Please write out the records between the line holding "brown and white goat in this photo." and the line holding "[(894, 397), (926, 221)]", inclusive, and leave the pictures out of your answer.

- _GIVEN INFORMATION_
════

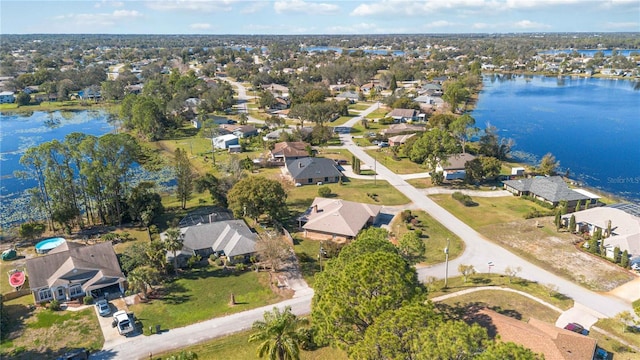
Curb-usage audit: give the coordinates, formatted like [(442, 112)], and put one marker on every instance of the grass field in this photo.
[(204, 293), (435, 237), (238, 347), (300, 198), (40, 333), (401, 166), (489, 210)]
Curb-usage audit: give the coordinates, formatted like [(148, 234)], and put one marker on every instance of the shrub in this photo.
[(324, 191), (54, 305), (463, 199)]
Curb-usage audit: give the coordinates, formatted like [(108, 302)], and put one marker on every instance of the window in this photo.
[(44, 294), (75, 290)]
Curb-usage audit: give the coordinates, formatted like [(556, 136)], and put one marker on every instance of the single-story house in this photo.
[(72, 270), (550, 189), (625, 227), (241, 131), (404, 115), (399, 139), (284, 151), (453, 168), (404, 128), (7, 97), (543, 338), (350, 96), (311, 170), (277, 89), (224, 141), (337, 219), (231, 238)]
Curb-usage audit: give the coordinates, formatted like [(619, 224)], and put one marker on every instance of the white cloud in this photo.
[(109, 3), (633, 26), (190, 5), (200, 26), (439, 24), (253, 7), (99, 19), (527, 24), (305, 7)]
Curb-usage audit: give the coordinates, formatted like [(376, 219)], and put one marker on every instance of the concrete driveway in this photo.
[(111, 336)]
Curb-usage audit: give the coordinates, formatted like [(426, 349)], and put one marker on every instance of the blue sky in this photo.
[(318, 16)]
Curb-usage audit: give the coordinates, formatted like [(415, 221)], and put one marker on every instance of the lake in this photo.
[(19, 131), (591, 125)]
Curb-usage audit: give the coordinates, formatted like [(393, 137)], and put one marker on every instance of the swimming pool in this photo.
[(45, 245)]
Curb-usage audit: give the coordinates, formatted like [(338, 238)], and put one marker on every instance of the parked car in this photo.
[(75, 354), (122, 322), (577, 328), (103, 307)]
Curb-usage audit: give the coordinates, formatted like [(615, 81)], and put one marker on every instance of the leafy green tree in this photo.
[(174, 242), (349, 296), (23, 99), (184, 177), (278, 335), (433, 146), (396, 333), (142, 278), (31, 230), (412, 247), (255, 196), (466, 271), (548, 164), (572, 224)]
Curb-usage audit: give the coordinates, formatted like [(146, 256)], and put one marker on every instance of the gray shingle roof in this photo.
[(312, 168), (232, 236), (87, 265), (551, 188)]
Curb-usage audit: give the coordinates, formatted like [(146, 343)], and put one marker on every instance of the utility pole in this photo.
[(446, 265)]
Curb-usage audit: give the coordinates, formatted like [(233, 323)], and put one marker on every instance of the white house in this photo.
[(224, 141)]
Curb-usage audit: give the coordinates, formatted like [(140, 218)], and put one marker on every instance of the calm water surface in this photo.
[(592, 126)]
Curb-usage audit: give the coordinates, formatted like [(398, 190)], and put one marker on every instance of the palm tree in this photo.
[(173, 242), (278, 334), (141, 278)]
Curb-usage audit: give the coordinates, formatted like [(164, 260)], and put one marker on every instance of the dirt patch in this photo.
[(537, 241)]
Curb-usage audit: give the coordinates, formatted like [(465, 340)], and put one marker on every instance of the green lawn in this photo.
[(483, 279), (401, 166), (300, 198), (378, 114), (489, 210), (237, 346), (307, 251), (41, 333), (202, 294), (435, 237)]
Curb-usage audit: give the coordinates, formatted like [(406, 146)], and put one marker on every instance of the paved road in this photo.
[(478, 252), (243, 99)]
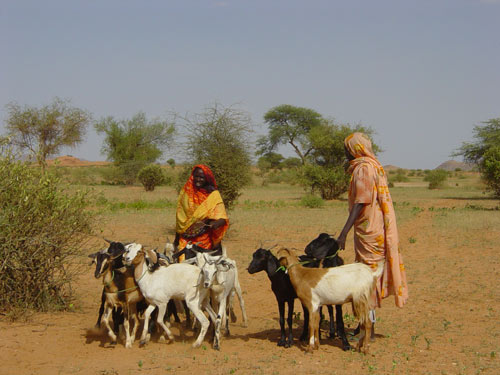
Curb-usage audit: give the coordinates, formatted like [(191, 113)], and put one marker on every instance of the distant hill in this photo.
[(71, 161), (389, 168), (452, 165)]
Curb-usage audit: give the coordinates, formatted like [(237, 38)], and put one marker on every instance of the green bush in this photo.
[(312, 201), (490, 169), (399, 176), (151, 176), (330, 183), (436, 178), (42, 229)]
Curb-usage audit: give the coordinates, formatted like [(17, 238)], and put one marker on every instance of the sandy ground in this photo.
[(449, 326)]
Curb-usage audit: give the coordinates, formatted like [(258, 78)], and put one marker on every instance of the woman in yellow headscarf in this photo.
[(201, 217), (376, 241)]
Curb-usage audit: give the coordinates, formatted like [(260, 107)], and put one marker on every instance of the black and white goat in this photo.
[(120, 291), (177, 281)]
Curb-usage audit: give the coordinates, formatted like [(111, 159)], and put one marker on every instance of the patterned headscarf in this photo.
[(199, 195)]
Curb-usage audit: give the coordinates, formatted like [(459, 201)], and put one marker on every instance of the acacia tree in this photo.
[(289, 125), (218, 137), (44, 131), (133, 143), (325, 172), (485, 152)]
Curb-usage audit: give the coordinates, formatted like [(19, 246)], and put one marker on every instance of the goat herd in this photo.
[(139, 280)]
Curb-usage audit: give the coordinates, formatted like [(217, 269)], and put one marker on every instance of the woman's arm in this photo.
[(214, 224), (353, 215)]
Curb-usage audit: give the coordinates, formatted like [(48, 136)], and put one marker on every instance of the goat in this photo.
[(264, 260), (353, 283), (220, 275), (120, 290), (190, 252), (177, 281), (323, 251)]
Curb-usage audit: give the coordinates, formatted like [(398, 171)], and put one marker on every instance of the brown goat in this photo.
[(315, 287)]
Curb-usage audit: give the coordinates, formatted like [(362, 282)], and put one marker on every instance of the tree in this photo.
[(325, 173), (132, 144), (289, 125), (436, 178), (270, 160), (484, 152), (44, 131), (43, 231), (491, 169), (150, 176), (218, 138)]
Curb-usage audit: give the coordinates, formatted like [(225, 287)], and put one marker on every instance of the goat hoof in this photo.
[(346, 348)]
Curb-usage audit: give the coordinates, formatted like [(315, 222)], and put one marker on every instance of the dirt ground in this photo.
[(449, 326)]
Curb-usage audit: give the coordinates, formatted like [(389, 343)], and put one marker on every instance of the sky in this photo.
[(420, 73)]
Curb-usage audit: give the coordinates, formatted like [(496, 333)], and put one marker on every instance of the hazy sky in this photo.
[(421, 73)]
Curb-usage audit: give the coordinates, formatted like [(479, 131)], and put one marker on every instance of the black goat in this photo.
[(111, 258), (264, 260), (320, 251), (323, 251)]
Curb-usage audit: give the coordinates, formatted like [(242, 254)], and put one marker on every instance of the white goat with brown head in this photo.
[(315, 287)]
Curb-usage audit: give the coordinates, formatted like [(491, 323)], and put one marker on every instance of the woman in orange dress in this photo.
[(201, 217), (376, 241)]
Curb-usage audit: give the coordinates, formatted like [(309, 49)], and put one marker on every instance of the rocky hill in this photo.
[(452, 165)]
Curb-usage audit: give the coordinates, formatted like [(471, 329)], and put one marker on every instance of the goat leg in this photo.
[(281, 309), (305, 330), (331, 325), (289, 341), (340, 328), (147, 314), (105, 317)]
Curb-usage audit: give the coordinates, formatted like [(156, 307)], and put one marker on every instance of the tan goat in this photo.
[(315, 287)]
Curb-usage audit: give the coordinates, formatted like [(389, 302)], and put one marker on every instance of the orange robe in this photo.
[(376, 237), (196, 205)]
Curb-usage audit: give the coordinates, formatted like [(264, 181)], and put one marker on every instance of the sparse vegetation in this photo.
[(42, 229)]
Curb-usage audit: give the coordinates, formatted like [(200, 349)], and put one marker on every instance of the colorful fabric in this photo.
[(375, 231), (196, 205)]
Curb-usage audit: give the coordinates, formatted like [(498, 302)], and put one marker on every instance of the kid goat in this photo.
[(120, 289), (177, 281), (353, 283)]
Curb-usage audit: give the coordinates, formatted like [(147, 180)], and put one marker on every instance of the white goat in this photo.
[(177, 281), (220, 275), (332, 286)]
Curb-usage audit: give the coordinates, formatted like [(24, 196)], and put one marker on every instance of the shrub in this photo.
[(219, 138), (151, 176), (399, 176), (491, 170), (42, 229), (312, 201), (329, 182), (436, 178)]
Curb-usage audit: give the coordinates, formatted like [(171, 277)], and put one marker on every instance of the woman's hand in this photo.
[(341, 241)]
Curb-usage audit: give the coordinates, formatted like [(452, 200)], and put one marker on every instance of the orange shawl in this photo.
[(196, 205), (375, 231)]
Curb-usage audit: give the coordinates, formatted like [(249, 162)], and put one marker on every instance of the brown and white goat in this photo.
[(120, 289), (315, 287)]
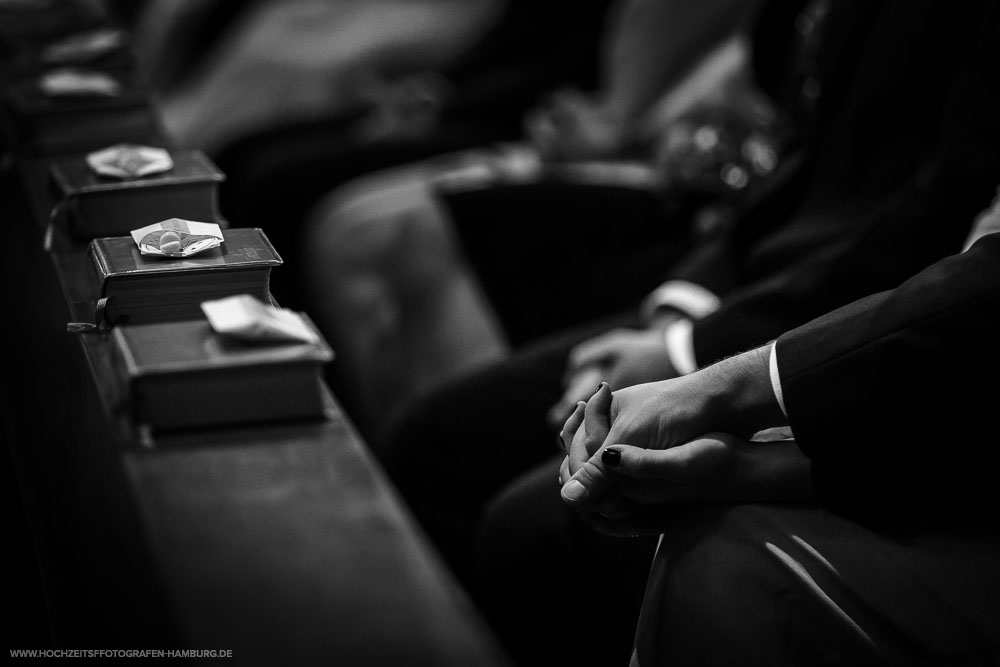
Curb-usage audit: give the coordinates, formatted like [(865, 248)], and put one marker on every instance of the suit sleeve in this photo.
[(894, 397), (926, 221)]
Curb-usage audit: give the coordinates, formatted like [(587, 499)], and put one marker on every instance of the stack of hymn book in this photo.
[(50, 124), (185, 375), (130, 288), (92, 205)]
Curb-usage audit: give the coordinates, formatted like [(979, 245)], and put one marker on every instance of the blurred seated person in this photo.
[(387, 280), (228, 69), (385, 83), (867, 537), (899, 154)]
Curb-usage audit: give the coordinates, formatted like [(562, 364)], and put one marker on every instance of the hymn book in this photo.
[(91, 205), (130, 288), (49, 125), (185, 375)]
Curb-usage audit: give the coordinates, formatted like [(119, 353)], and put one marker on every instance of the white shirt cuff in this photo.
[(776, 379), (680, 346), (690, 298)]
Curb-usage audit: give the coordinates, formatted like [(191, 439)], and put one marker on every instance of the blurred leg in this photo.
[(779, 585), (556, 591)]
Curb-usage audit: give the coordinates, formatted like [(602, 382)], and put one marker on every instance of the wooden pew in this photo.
[(283, 543)]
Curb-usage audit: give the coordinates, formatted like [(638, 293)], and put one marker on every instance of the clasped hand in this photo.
[(635, 454)]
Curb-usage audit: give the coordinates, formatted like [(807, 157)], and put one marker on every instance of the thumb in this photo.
[(591, 480)]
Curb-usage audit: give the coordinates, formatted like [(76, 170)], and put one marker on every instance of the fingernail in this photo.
[(574, 491), (611, 457)]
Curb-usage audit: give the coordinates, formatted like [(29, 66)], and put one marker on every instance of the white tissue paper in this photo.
[(245, 317), (177, 238), (130, 161)]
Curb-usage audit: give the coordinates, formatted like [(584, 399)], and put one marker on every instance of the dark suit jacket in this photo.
[(897, 167), (895, 396)]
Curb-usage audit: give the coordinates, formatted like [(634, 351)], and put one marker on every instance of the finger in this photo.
[(572, 423), (579, 388), (564, 473), (596, 420), (587, 485)]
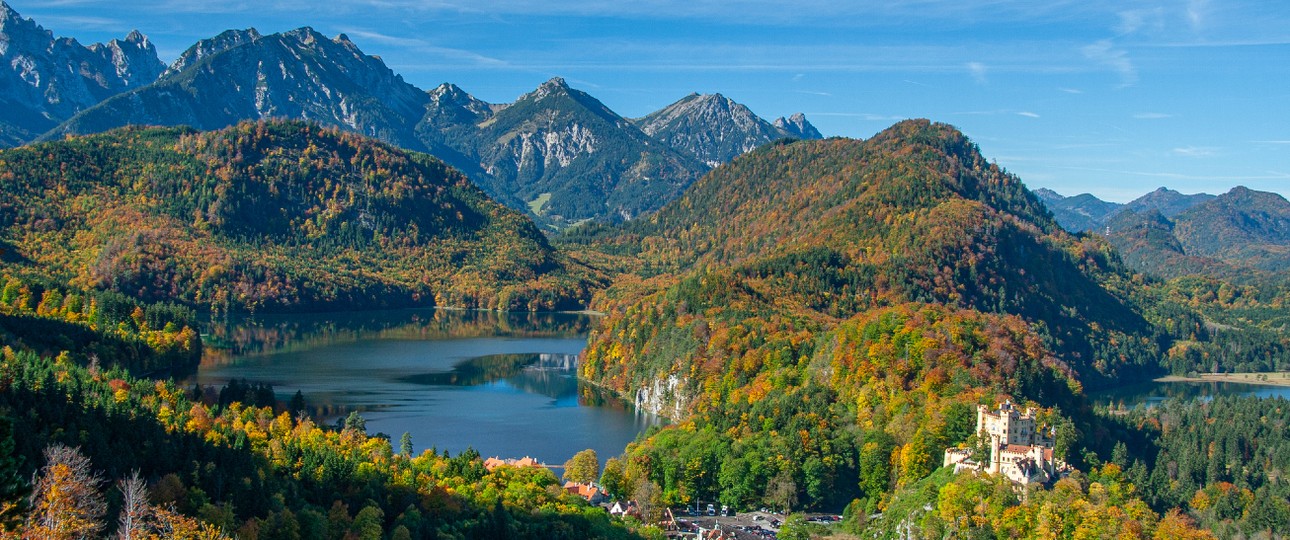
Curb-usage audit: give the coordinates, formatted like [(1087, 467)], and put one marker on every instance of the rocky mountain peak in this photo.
[(552, 86), (450, 101), (45, 80), (712, 128), (226, 40), (796, 125)]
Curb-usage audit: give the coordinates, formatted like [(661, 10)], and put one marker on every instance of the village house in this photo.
[(1019, 450), (594, 494), (492, 463)]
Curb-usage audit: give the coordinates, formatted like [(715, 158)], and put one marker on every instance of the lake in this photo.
[(501, 383), (1153, 393)]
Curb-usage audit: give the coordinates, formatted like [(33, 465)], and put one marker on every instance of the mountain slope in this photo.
[(715, 129), (241, 75), (1241, 233), (573, 159), (837, 227), (1079, 213), (1169, 202), (1084, 212), (272, 217), (821, 318), (1242, 226), (45, 80)]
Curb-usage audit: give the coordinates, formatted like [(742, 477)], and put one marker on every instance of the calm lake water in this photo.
[(1153, 393), (501, 383)]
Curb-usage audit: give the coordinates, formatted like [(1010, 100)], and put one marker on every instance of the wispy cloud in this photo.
[(866, 116), (978, 72), (427, 48), (1117, 59), (1266, 175), (80, 22), (1196, 13), (1191, 151)]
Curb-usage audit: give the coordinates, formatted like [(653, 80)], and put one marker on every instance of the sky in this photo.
[(1108, 97)]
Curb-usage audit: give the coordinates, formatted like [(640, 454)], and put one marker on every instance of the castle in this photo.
[(1017, 449)]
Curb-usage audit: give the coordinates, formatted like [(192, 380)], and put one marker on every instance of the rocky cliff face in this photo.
[(294, 75), (715, 129), (45, 80), (797, 126), (570, 159), (208, 48), (555, 152)]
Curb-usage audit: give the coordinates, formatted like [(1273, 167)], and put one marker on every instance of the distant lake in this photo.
[(501, 383), (1153, 393)]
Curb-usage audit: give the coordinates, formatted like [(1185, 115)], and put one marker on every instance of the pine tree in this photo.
[(66, 503)]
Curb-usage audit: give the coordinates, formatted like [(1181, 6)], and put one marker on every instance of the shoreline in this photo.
[(1266, 379)]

════

- _EXPECTED ANSWER_
Curb-usage audit: give the coordinates, formatted like [(249, 162)], and put one marker on every instance of the brown and white goat in this photo.
[(120, 289), (315, 287)]
Curb-usage audit: give the coordinates, formatted like [(865, 248)], and put one marker on every instance of the suit sleeve in this photo.
[(894, 397), (926, 221)]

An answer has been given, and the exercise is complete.